Lines that point to named objects:

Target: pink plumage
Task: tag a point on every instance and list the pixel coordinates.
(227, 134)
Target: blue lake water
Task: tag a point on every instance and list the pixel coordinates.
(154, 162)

(What to produce) Copy every one of the lines above without changing anything.

(Task output)
Target: pink plumage
Task: tag a point on every instance and list the pixel coordinates.
(227, 134)
Target: blue lake water
Task: tag a point on every instance and list the pixel coordinates.
(154, 162)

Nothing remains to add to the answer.